● WHAT YOU SHOULD DO: Render all the records below as a two-column CSV with the headers text and answer. Give one row per record, put its wording and its answer each in one quoted field, and replace line breaks with spaces.

● ENTRIES SHOWN:

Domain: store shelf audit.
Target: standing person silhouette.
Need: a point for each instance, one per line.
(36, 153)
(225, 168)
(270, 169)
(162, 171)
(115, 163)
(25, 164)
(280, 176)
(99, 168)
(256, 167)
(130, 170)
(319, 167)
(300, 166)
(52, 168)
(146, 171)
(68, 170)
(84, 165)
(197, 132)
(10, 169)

● ANSWER TO THIS PROBLEM:
text,answer
"Domain: store shelf audit. Target: standing person silhouette. Need: a point for each instance, one per line.","(36, 153) (225, 168) (270, 169) (162, 171) (115, 163) (25, 164) (280, 176) (99, 168) (256, 167) (130, 170) (319, 167) (300, 166) (52, 168) (146, 171) (68, 170) (84, 165) (197, 132) (10, 169)"